[Object detection data]
···

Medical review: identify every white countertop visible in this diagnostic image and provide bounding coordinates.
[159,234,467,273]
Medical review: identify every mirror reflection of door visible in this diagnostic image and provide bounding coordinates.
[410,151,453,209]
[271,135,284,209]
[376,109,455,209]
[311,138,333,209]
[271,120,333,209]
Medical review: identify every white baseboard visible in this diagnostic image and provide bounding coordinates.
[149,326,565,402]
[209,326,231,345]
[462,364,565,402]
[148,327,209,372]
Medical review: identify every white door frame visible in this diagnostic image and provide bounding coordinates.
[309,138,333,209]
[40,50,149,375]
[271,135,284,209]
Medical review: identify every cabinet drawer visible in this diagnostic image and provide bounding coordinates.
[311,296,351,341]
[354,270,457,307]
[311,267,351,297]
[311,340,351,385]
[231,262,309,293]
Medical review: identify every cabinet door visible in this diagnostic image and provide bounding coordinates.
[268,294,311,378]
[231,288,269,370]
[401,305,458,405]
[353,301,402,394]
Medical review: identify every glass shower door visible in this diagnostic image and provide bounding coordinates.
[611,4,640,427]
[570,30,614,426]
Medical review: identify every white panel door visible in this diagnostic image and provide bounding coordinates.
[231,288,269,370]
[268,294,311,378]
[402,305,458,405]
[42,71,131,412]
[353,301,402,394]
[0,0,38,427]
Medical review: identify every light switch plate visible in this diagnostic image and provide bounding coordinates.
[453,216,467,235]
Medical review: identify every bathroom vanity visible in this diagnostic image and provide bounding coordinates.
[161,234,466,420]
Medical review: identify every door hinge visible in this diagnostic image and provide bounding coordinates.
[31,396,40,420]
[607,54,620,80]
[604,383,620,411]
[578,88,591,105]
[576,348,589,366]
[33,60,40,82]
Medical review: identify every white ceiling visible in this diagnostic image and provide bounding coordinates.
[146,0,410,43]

···

TASK DESCRIPTION. Return each of the rows above unchanged, character for character.

EXERCISE OUTPUT.
Medical review: identify every white countertop visible in this diagnostic image and provide bounding coordinates.
[159,234,467,273]
Medical review: identify every mirror reflection of door visible in this diagnostic image and provide bounding coordinates.
[410,151,453,209]
[271,135,284,209]
[376,109,455,209]
[311,138,333,209]
[271,120,333,209]
Medical review: identify every white baseboard visible in this diagnostic image and provide bounding coordinates.
[149,326,565,402]
[209,326,231,345]
[462,364,565,402]
[148,327,209,372]
Medical review: identify every white door frame visible in this diagnostic image and provide bounding coordinates.
[309,138,333,209]
[40,50,149,375]
[271,135,284,209]
Medical review: identify every cabinet drawer visible in this diagnostic image and provide bounding coordinates.
[311,296,351,341]
[354,270,457,307]
[311,267,351,297]
[311,340,351,385]
[231,262,309,293]
Medical review: identify every cabinet door visible in this diagnostic image and provide bounding coordinates.
[268,294,311,378]
[231,288,269,370]
[401,305,458,405]
[353,301,402,394]
Medical review: identify every glass shower door visible in this diagnostic image and provide bounding coordinates.
[611,4,640,427]
[570,30,614,426]
Medical review: identify every white panel door visible in this diagnostic image and provide bounding coordinates.
[231,288,269,370]
[268,294,311,378]
[402,305,458,405]
[42,71,131,412]
[353,301,402,394]
[0,0,38,427]
Medical review: identify every light switch plate visible in this diagnostic image and provide bounding coordinates.
[453,216,467,235]
Medical review: identify every bathroom vanity visible in this diagnostic image and provide bounding coordinates.
[161,234,466,420]
Medical review: identify every door hinge visible in this diagnostic image and provide bounding coordinates.
[31,396,40,420]
[607,54,620,80]
[604,383,620,411]
[578,88,591,105]
[576,348,589,366]
[33,60,40,82]
Medical review: identify every white ceiling visible in this diagnostic image and provide bounding coordinates.
[146,0,410,43]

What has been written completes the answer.